▶ [WHAT NEEDS TO BE DONE]: Copy the listing below line for line, without any change, starting at the line that contains "The service MUST place a point on the green" and ending at the line that contains "x=11, y=158", with both of those lines included.

▶ [SUPPLIED RECORDS]:

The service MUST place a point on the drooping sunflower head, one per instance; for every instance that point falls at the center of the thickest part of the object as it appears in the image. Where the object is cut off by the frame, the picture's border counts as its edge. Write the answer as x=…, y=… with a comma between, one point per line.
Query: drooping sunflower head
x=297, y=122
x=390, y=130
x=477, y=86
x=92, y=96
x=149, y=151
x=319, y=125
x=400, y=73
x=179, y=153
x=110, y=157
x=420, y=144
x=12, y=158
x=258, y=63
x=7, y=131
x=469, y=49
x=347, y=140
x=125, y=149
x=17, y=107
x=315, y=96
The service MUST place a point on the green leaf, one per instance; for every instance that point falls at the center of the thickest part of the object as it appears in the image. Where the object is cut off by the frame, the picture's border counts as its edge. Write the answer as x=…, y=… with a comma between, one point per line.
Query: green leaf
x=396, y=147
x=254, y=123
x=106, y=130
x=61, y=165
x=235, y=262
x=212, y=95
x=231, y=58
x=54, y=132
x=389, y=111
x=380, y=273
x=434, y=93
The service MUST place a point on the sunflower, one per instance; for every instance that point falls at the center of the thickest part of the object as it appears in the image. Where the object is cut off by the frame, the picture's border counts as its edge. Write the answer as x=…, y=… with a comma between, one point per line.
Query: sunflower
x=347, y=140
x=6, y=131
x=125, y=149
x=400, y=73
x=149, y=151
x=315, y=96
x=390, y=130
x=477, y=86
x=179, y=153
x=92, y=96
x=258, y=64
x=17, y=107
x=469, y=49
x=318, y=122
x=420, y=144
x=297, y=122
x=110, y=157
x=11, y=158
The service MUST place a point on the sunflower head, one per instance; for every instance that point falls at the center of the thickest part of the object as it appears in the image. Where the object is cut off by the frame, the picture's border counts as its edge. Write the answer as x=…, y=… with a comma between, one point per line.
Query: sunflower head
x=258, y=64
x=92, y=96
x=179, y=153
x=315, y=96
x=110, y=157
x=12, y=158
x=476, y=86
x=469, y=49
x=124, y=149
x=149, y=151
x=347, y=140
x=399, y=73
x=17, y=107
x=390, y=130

▶ [EXERCISE OUTPUT]:
The service MUST place a point on the green leaf, one per instance; for every instance that point falls at the center of the thickest part of the object as it appears in the image. Where the object is cut off by the frame, the picture's border counts as its edge. Write the answer as x=…, y=… with a comma between, one point per line.
Query: green leaf
x=396, y=147
x=254, y=123
x=106, y=130
x=61, y=165
x=235, y=262
x=212, y=95
x=231, y=58
x=54, y=132
x=389, y=111
x=380, y=273
x=434, y=93
The service MUST place a point on the sunflower, one per instance; for every instance that point falls at the center of the thickest part of the object as it appears in the image. Where the object is cut off by the frame, the picture's border counts as its edge. Write the answer as x=…, y=… with a comma between, one point per line.
Query: sunflower
x=347, y=140
x=6, y=131
x=125, y=149
x=400, y=73
x=149, y=151
x=315, y=96
x=390, y=130
x=477, y=86
x=179, y=153
x=92, y=96
x=258, y=64
x=17, y=107
x=469, y=49
x=318, y=122
x=420, y=144
x=297, y=122
x=110, y=157
x=11, y=158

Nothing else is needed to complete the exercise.